### PROVIDED DATA
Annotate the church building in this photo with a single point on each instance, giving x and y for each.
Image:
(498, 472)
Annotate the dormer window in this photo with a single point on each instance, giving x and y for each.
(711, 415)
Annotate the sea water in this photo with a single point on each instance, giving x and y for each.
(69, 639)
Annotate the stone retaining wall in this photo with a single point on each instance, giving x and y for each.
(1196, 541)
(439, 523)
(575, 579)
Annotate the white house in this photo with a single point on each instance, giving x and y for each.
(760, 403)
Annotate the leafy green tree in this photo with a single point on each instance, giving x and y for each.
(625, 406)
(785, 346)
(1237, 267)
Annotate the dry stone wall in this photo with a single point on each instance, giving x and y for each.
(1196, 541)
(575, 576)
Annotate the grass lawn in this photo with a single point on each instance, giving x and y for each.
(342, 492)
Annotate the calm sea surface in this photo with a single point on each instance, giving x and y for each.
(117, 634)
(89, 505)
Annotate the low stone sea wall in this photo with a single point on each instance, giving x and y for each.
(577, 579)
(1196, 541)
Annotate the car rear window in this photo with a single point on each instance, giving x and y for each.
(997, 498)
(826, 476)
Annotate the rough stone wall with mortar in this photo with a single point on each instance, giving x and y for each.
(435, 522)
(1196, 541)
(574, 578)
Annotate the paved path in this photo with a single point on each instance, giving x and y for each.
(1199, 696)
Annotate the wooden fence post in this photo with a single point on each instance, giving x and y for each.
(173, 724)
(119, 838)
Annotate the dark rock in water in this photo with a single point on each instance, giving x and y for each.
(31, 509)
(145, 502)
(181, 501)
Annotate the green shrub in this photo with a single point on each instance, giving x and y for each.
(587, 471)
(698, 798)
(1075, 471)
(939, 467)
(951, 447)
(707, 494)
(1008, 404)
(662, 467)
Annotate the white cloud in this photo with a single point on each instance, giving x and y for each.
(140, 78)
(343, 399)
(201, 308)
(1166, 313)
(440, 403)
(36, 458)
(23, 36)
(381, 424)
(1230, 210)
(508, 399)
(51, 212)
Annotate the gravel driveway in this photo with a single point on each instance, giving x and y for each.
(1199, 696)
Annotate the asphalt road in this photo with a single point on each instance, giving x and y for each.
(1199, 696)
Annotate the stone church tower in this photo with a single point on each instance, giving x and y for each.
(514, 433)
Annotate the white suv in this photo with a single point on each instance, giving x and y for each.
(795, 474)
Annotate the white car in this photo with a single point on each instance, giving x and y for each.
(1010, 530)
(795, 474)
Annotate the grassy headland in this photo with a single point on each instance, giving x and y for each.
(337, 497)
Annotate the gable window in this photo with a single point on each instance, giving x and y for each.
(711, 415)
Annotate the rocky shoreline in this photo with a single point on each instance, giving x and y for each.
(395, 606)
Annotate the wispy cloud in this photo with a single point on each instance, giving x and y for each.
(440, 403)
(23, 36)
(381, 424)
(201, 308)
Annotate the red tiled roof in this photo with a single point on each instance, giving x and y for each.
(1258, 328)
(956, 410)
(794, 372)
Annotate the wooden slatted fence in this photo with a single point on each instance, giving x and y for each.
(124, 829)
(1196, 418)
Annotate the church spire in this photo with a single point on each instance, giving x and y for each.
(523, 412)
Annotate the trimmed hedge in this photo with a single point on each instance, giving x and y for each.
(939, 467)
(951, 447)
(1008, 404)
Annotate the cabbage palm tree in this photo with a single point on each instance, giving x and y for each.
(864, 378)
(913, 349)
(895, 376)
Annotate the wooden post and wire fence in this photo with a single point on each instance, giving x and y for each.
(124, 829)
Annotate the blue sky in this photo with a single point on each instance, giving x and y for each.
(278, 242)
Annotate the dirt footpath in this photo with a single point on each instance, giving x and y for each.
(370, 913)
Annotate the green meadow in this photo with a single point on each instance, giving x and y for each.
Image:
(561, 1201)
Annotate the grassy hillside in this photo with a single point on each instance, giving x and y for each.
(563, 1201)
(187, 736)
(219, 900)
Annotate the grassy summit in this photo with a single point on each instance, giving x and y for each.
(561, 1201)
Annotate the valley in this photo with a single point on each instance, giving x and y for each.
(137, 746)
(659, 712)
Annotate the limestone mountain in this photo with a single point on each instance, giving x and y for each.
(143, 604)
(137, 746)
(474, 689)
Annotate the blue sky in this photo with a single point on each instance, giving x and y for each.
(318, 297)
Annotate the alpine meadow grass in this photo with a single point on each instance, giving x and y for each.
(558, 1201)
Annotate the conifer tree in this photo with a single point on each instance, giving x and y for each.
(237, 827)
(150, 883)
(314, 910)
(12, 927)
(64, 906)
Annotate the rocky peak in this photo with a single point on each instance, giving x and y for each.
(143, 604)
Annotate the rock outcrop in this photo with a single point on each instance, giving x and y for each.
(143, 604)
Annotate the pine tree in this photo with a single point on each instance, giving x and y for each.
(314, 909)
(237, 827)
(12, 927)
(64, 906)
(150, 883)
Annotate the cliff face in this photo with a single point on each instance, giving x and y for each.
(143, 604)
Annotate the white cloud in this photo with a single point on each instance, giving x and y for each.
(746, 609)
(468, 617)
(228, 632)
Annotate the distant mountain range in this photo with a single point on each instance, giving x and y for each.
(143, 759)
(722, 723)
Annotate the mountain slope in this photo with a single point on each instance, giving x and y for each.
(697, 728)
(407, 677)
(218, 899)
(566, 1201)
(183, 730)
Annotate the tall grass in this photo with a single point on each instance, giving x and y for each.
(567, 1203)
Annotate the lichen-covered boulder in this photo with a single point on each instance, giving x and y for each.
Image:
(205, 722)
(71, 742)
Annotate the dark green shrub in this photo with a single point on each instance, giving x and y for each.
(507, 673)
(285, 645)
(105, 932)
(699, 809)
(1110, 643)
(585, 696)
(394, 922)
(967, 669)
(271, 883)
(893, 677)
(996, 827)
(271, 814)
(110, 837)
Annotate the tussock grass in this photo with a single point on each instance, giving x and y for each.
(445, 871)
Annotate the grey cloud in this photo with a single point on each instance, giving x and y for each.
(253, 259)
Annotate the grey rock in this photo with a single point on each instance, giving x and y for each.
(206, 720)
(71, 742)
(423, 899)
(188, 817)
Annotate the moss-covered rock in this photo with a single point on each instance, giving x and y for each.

### WHAT THE TASK REQUIRES
Retype the entries exactly, including every line.

### PROBLEM SOLUTION
Annotate the church building in this photo with a single point on each instance, giving x and y for each.
Image:
(498, 472)
Annotate the dormer window in this photo with a single point on each instance, giving x and y for each.
(711, 415)
Annotate the sea water in this photo with a single point on each instance, giving x and y for each.
(69, 639)
Annotate the stone retaining wall in this photo with a single point on each instance, giving x and y for each.
(1196, 541)
(439, 523)
(575, 579)
Annotate the white house in this photo with a single point on each instance, giving x and y for each.
(760, 403)
Annotate the leafy green tree in this photo with a single point on each instance, giving x and y for each.
(625, 406)
(785, 346)
(1237, 267)
Annotate the dry stone wall in this photo with a single point on each instance, giving x and y for each.
(1196, 541)
(575, 576)
Annotate the grass lawn in this photo with a single point on each instance, giving x and y for each.
(342, 492)
Annotate the calm sea surface in this photo with a single point on each instance, giving x and y for each.
(117, 634)
(89, 505)
Annotate the low stone sea wall in this photo with a single point on each instance, giving x and y for each.
(577, 579)
(1196, 541)
Annotate the car rear window in this photo with a single point on each instance, giving x and y for each.
(997, 498)
(826, 476)
Annotate the rough stone wall with mortar in this photo with a single point on each instance, giving x and y for each.
(435, 522)
(1196, 541)
(574, 578)
Annotate the paved path in this photo with a single point on each instance, giving x and y for each.
(1199, 696)
Annotate the wooden fence post in this photo with a single point on each instance, giving x and y for each.
(173, 724)
(119, 838)
Annotate the dark rock in water in this photo with a single point on each instance, giving x and y for each.
(31, 509)
(145, 502)
(181, 501)
Annotate the green shrub in this photo with a single point on each instance, giving x and y for each.
(587, 471)
(698, 798)
(1075, 471)
(939, 467)
(951, 447)
(707, 494)
(1008, 404)
(662, 467)
Annotate the white cloud in this photo with a single point on each instance, giving x and y for each.
(140, 78)
(343, 399)
(201, 308)
(1166, 313)
(440, 403)
(36, 458)
(23, 36)
(381, 424)
(1230, 210)
(508, 399)
(51, 212)
Annotate the gravel driveway in this photo with a single point on each instance, giving x and y for each.
(1199, 696)
Annotate the asphalt road in this photo with a single point on each instance, giving x and y for each.
(1199, 696)
Annotate the stone church tower in this photo with a single point on each instance, giving x and y for each.
(514, 433)
Annotate the white suv in this photo with a single point on each instance, giving x and y for each.
(795, 474)
Annotate the white car in this photo with a single point on each instance, giving x and y for each.
(1010, 530)
(795, 474)
Annotate the grassy headland in this photo with a single point on each instance, giving x and y for each.
(337, 497)
Annotate the gable window in this photo with a single point on each instance, giving x and y for each.
(711, 415)
Annotate the rocky shoreline in this photo with a single point on each instance, giving x and y for each.
(395, 606)
Annotate the wispy cloud in this photo with a single point on each instance, giving x and y for each.
(440, 403)
(23, 36)
(381, 424)
(201, 308)
Annotate the red tiled roof in this photo with a single point on each instance, giving x and y for each.
(1258, 328)
(956, 410)
(794, 372)
Annotate the wooden slatted fence in this photo with a single point on each instance, giving x and y for each.
(124, 829)
(1196, 418)
Annotate the church spire in this photo with a single point on each instance, giving x and y for each.
(523, 412)
Annotate the trimmed hedge in this photo with a single point on each instance, giving x and y for each.
(939, 467)
(951, 447)
(1008, 404)
Annotate the cabbage palm tree in this photo with a single point on each instance, giving x and y for each.
(864, 378)
(913, 349)
(895, 376)
Annotate the wooden post and wire fence in this photo with a single point on each instance, giving x and y for each.
(124, 829)
Annotate the blue sky in this photo with a single point on each instance, giving x and y for each.
(278, 242)
Annotate the dirt footpath in this photo with a single point on each instance, giving x and y for each.
(370, 913)
Annotate the green meadow in this photo with a single point on each instance, giving x and y for each.
Image:
(561, 1201)
Annotate the grassy hillside in this photo with a single point on each instance, giving x and y for each.
(563, 1201)
(187, 736)
(219, 900)
Annotate the grassy summit in this photo with a single point on each instance, giving x and y for each.
(561, 1201)
Annotate the valley in this photo with a single point on each instance, giving x and y for each.
(137, 746)
(659, 712)
Annotate the limestone mountain in this photo with a single point on each instance, giving x and y for each.
(143, 604)
(137, 746)
(474, 689)
Annotate the blue sky in this photo with a single point on each instance, giving x and y for each.
(318, 297)
Annotate the alpine meadow grass in this photo with a single point on each instance, giving x and y for each.
(558, 1201)
Annotate the conifer tree in this photo with a single point on each instance, giving x and y for each.
(237, 827)
(150, 883)
(314, 910)
(12, 927)
(64, 906)
Annotate the rocky peak in this photo with a single point on each instance, giving x and y for each.
(143, 604)
Annotate the rock outcrop in this photo with a single point on each instance, giving x and y for each.
(143, 604)
Annotate the pine tree in this photo with a single point on each instance, giving x and y for each.
(314, 909)
(237, 827)
(12, 927)
(64, 906)
(150, 883)
Annotate the cliff face in this photo with a single point on each instance, giving x and y for each.
(143, 604)
Annotate the white cloud in this photo with a single point on each instance, giving x and y for each.
(746, 609)
(468, 617)
(228, 632)
Annotate the distant mountain range in this photo with a single point on each instance, giving x and y for each.
(143, 759)
(722, 723)
Annotate the mountain slope in this photo with a single point on each instance, giving x and y for each.
(697, 728)
(407, 677)
(218, 899)
(566, 1201)
(183, 730)
Annotate the tall grass in this photo with a single point on each instance, giving x and y for each.
(567, 1203)
Annotate the lichen-covered boulder in this photo with a single point on each instance, giving x and y for each.
Image:
(205, 722)
(71, 742)
Annotate the dark green shrub in this photo with a single point on each instance, giving x and y for each.
(507, 673)
(285, 645)
(105, 932)
(699, 809)
(1110, 643)
(585, 696)
(394, 922)
(967, 669)
(271, 883)
(893, 677)
(996, 827)
(271, 814)
(110, 837)
Annotate the tussock grass in this photo with a single point on each instance, giving x and y for each.
(445, 871)
Annotate the grey cloud in this photo with a single point on each instance, giving x and y for each.
(253, 259)
Annotate the grey rock in this photo with a single point on each instance, giving x and y for each.
(206, 720)
(71, 742)
(423, 899)
(188, 817)
Annotate the moss-covered rock in this photo with a single point on each instance, giving x and y for each.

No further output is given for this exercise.